• _TESTO FORNITO_
+ + + + + + +

Come si è avuto modo di vedere negli articoli precedenti, chiunque risulti positivo al Covid-19 è obbligato ad un periodo di quarantena che, se non rispettato, comporta l’imputazione, salvo che il fatto costituisca violazione dell’art. 452 c.p., per il reato di cui all’art. 260 delle Leggi Sanitarie.
Premesso che tutte le situazioni configuranti un’ipotesi di violazione di tale rato dovranno essere analizzate caso per caso alla luce degli elementi caratterizzanti il singolo o la singola persona accusata del reato, in questo articolo si vogliono portare all’attenzione gli elementi generali costituenti la figura delittuosa dell’epidemia colposa che, in caso di violazione dell’obbligo di quarantena, potrebbe essere contestato quale “più grave reato” commesso dall’agente.
Il reato di epidemia colposa è previsto nel nostro ordinamento dal combinato disposto degli artt. 438 e 452 c.p. dai quali si ricava che “Chiunque per colpa cagiona una epidemia mediante la diffusione di germi patogeni, è punito con la reclusione da 3 a 12 anni”.
Il bene giuridico tutelato da tale norma è l’incolumità e la salute pubblica e trattasi di un delitto il cui elemento soggettivo è la colpa, con ciò significando che possono essere punite tutte quelle condotte dell’agente tacciabili di negligenza, imprudenza, imperizia, ovvero inosservanza di leggi, regolamenti, ordini o discipline.
In altre parole la realizzazione dell’illecito penale non sarà determinata da una volontà criminale consapevole, bensì dalla violazione di una regola di giusta condotta per mancanza di attenzione, sventatezza, mancanza di abilità, tecnica o esperienza.
Tale ipotesi delittuosa, negli anni, ha trovato rara applicazione in giurisprudenza tanto che ancora oggi risulta dibattuta, principalmente in dottrina, la natura di reato di pericolo ovverosia di danno dello stesso.
L’orientamento maggioritario milita nel senso di ritenere che la fattispecie sarebbe caratterizzata “sia da un evento di danno, rappresentato dalla concreta manifestazione, in un certo numero di persone, di una malattia eziologicamente ricollegabile ai germi patogeni, sia da un evento di pericolo, rappresentato dall’ulteriore propagazione della malattia a causa della capacità dei germi di trasmettersi ad altri individui anche senza l’intervento dell’autore della originaria diffusione”.
Su quest’ultimo punto, peraltro, si segnala una recente sentenza della Corte di Cassazione che ha avuto modo di precisare che, contrariamente a quanto sostenuto in passato, il reato di epidemia colposa può configurarsi non solo quando un soggetto diffonda germi patogeni di cui era in possesso ma anche qualora “la diffusione dei germi patogeni avvenga per contatto diretto fra l’agente, che di tali germi sia portatore, ed altri soggetti” con l’ulteriore, già precisato, requisito che “da un tale contatto debba derivare la incontrollata e rapida diffusione della malattia tra una moltitudine di persone”.

+ + + + + + +

• _MATERIALE FORNITO_
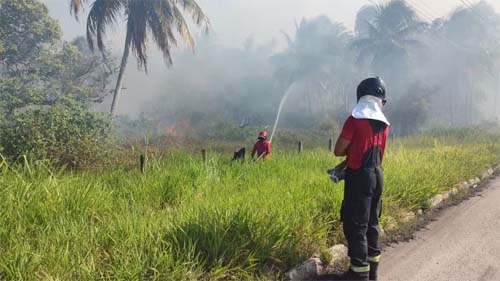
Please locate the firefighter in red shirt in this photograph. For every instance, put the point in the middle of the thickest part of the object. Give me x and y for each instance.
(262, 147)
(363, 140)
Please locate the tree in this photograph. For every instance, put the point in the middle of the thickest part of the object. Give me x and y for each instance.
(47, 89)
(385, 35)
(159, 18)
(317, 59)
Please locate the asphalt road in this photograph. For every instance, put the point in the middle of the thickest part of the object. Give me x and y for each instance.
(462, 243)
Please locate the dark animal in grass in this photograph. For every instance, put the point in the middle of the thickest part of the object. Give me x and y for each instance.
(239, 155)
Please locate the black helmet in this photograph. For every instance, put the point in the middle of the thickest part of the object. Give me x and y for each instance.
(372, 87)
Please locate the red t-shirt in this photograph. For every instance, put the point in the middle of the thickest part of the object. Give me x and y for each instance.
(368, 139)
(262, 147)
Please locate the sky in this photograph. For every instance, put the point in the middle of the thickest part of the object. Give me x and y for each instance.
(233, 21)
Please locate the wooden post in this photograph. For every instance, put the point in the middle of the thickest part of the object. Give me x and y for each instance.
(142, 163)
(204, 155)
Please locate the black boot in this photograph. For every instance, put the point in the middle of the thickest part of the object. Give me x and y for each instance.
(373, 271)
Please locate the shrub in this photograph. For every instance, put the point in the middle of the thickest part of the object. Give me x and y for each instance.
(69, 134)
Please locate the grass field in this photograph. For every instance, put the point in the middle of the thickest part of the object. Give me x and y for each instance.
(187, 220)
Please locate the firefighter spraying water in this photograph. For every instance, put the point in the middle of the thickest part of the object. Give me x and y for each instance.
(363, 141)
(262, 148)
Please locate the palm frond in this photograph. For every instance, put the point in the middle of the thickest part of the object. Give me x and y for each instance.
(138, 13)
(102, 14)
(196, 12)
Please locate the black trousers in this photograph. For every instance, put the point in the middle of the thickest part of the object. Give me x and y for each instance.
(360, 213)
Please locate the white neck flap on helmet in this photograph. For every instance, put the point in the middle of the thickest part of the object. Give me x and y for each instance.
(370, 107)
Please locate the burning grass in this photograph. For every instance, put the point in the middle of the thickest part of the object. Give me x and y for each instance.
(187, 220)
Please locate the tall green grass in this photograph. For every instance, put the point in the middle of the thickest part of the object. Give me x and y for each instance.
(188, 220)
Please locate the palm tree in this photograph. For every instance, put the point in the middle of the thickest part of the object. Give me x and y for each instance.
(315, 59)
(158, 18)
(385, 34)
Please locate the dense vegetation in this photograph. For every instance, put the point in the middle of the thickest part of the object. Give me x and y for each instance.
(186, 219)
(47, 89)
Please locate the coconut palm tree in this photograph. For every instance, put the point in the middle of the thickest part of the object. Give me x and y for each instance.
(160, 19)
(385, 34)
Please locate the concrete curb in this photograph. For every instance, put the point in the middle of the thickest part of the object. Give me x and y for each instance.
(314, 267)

+ + + + + + +

• _ATTIVITÀ 1_
Restituisci il passo del testo sull'epidemia colposa da "In altre parole" a "danno dello stesso.".
• _ATTIVITÀ 2_
Porta avanti il testo sul reato di epidemia colposa, ripartendo dopo la sua ultima frase.
I dati provengono da una fonte diversa.

• _SPAZIO RISPOSTA 1_
In altre parole la realizzazione dell’illecito penale non sarà determinata da una volontà criminale consapevole, bensì dalla violazione di una regola di giusta condotta per mancanza di attenzione, sventatezza, mancanza di abilità, tecnica o esperienza.
Tale ipotesi delittuosa, negli anni, ha trovato rara applicazione in giurisprudenza tanto che ancora oggi risulta dibattuta, principalmente in dottrina, la natura di reato di pericolo ovverosia di danno dello stesso.

• _SPAZIO RISPOSTA 2_
Tenendo a mente tutte le considerazioni appena svolte, pertanto, è possibile sostenere che non tutte le condotte di chi, pur consapevole di essere positivo al Covid-19, violi l’obbligo di permanenza domiciliare potranno essere punite ai sensi dell’articolo in commento.
Al fine di una corretta imputazione per tale ipotesi delittuosa, infatti, dovrà svolgersi un doppio accertamento riferito sia alla manifestazione di una patologia eziologicamente connessa alla condotta del soggetto attivo sia alla verificazione del concreto pericolo che la malattia si propaghi ad un numero potenzialmente illimitato di altri soggetti in ragione della capacità di trasmissione degli agenti patogeni.
In assenza di tali requisiti (quando, ad esempio, l’evento dannoso riguardi un numero esiguo di persone, o vi sia una scarsa potenzialità di diffusione dell’agente patogeno) non sarà configurabile il reato di epidemia.
Così descritti gli elementi costituitivi del reato di cui all’art. 452 c.p. si vuole, da ultimo, evidenziare come per la sua configurabilità sia richiesta una condotta attiva da parte dell’agente.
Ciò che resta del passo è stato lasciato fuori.